▸ **WHAT TO WORK ON**
In the records below, find each line with "ground" and copy it.

--*--

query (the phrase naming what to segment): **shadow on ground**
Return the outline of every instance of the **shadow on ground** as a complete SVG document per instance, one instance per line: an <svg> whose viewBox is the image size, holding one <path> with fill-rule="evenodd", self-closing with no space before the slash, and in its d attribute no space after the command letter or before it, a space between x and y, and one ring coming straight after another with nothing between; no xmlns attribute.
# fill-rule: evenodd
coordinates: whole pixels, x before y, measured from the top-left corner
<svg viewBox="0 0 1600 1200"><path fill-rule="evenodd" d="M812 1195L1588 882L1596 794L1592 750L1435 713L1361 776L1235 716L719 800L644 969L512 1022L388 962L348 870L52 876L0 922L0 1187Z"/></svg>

--*--

▸ **SOLUTION**
query (the phrase naming what to segment): **shadow on ground**
Return the outline of every instance of the **shadow on ground** as a complete SVG document per instance, one instance per line: an <svg> whose viewBox is the image size, holding one <path> with fill-rule="evenodd", self-closing with no space before the slash, and in its d attribute no space after the command letter or before it, a space between x and y, and one ring coming straight after another with nothing between; no xmlns attribute.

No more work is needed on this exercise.